How to complete this task: The answer must be an exact copy of every record below.
Exercise input Start Marker
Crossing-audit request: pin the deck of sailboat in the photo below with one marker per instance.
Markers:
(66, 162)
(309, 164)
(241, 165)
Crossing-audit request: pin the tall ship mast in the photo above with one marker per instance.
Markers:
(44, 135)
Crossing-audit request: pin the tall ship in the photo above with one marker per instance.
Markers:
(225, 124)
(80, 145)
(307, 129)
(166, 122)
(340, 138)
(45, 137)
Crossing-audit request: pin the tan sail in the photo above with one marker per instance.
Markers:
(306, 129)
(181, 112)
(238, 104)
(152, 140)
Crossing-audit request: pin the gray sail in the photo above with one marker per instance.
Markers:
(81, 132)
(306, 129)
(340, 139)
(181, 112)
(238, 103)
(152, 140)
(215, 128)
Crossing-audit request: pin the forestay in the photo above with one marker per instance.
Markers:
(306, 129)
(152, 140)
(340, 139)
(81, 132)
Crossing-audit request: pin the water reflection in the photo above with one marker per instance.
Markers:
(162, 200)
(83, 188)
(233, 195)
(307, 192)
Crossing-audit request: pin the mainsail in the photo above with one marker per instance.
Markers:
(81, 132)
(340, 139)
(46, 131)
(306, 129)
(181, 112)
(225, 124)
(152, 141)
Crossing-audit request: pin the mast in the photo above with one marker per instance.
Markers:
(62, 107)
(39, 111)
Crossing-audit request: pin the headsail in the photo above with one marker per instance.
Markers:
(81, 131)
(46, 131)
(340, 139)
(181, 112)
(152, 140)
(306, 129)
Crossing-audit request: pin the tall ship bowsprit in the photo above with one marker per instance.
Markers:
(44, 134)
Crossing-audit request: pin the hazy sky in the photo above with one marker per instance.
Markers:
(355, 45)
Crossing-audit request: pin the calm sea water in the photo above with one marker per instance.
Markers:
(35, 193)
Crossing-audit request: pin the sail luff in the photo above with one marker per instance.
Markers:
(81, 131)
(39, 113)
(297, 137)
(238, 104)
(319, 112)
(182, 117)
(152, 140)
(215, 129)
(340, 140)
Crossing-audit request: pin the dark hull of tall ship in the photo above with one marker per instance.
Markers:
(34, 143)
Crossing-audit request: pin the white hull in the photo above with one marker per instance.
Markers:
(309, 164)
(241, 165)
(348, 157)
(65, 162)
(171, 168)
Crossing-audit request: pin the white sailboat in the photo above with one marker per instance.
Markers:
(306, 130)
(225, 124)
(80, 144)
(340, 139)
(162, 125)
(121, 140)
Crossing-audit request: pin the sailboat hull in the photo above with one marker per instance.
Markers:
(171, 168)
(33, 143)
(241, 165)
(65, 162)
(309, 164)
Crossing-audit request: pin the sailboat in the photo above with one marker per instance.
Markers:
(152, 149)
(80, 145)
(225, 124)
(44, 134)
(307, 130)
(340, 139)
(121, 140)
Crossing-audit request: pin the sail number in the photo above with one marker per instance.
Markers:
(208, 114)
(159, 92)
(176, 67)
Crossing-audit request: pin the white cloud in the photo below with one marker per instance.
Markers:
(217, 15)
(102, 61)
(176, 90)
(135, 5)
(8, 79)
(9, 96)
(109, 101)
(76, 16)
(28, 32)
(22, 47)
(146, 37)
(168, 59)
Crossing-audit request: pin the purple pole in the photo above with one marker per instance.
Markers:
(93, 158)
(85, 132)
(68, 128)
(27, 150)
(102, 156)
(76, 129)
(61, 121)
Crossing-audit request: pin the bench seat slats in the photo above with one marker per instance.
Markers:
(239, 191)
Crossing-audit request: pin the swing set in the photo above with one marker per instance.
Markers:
Exercise input End Marker
Output of the exercise:
Crossing-audit request: pin the deck of sailboat in the photo below with one marker per instance.
Markers:
(66, 162)
(309, 164)
(241, 165)
Crossing-audit request: pin the tall ship mast in the photo above with one marker per instance.
Markers:
(44, 135)
Crossing-audit request: pin the tall ship in the photo above with one marker per instance.
Markers:
(225, 124)
(80, 145)
(307, 129)
(166, 122)
(340, 138)
(45, 137)
Crossing-audit request: pin the tan sail in the photo above with one marker per instance.
Markers:
(306, 129)
(181, 112)
(238, 104)
(152, 140)
Crossing-audit request: pin the gray sail in the photo above with one marker per instance.
Markers:
(81, 132)
(306, 129)
(340, 139)
(181, 112)
(238, 103)
(152, 140)
(215, 128)
Crossing-audit request: pin the forestay in the photo above with one marker per instance.
Markers:
(306, 129)
(152, 140)
(340, 139)
(81, 132)
Crossing-audit request: pin the water reflection in the photo above with one marker per instance.
Markers:
(162, 200)
(83, 188)
(233, 195)
(307, 192)
Crossing-audit request: pin the mainsail in the photo above with one marker per instance.
Markers:
(81, 132)
(340, 139)
(46, 131)
(306, 129)
(181, 112)
(225, 124)
(152, 141)
Crossing-audit request: pin the mast in the photo above with one marker per instance.
Markers:
(62, 107)
(39, 111)
Crossing-audit request: pin the headsail in the photo above with one marker per instance.
Markers:
(81, 131)
(46, 131)
(340, 139)
(181, 112)
(152, 140)
(306, 129)
Crossing-audit request: pin the tall ship bowsprit in the photo above with one marker per instance.
Markers:
(44, 134)
Crossing-audit request: pin the hazy sky in the photo above with one marker per instance.
Markers:
(355, 45)
Crossing-audit request: pin the calm sea water in the photo above with one marker per instance.
Markers:
(35, 193)
Crossing-audit request: pin the sail luff in the photo above with one marker per instance.
Markers:
(81, 131)
(39, 113)
(297, 137)
(238, 104)
(319, 112)
(182, 117)
(152, 140)
(215, 129)
(340, 140)
Crossing-audit request: pin the dark hull of tall ship in the photo above with one marker per instance.
Markers:
(34, 143)
Crossing-audit request: pin the white hull in the photo above with one marker per instance.
Markers:
(309, 164)
(241, 165)
(348, 157)
(65, 162)
(171, 168)
Crossing-audit request: pin the white sailboat in the photo above with one marker per instance.
Markers:
(306, 130)
(225, 124)
(80, 144)
(340, 139)
(162, 125)
(121, 140)
Crossing-audit request: pin the sailboat hull in the photo above with one marker per instance.
Markers:
(171, 168)
(33, 143)
(241, 165)
(65, 162)
(309, 164)
Crossing-audit request: pin the sailboat in the photo above with one marker per instance.
Markers:
(152, 149)
(80, 145)
(225, 124)
(44, 134)
(307, 130)
(340, 139)
(121, 140)
Crossing-audit request: pin the sail number in the photo above with one marker per instance.
Markers:
(208, 114)
(159, 92)
(176, 67)
Crossing-audit request: pin the white cloud in the photo below with one marker per instance.
Markers:
(217, 15)
(102, 61)
(176, 90)
(135, 5)
(8, 79)
(9, 96)
(109, 101)
(76, 16)
(28, 32)
(22, 47)
(146, 37)
(168, 59)
Crossing-audit request: pin the purple pole in the photo above with one marker per instance.
Markers:
(93, 158)
(85, 132)
(68, 128)
(27, 150)
(102, 156)
(76, 129)
(61, 121)
Crossing-audit request: pin the bench seat slats in the photo above with one marker per instance.
Markers:
(239, 191)
Crossing-audit request: pin the swing set in the photo above with one marker per instance.
Markers:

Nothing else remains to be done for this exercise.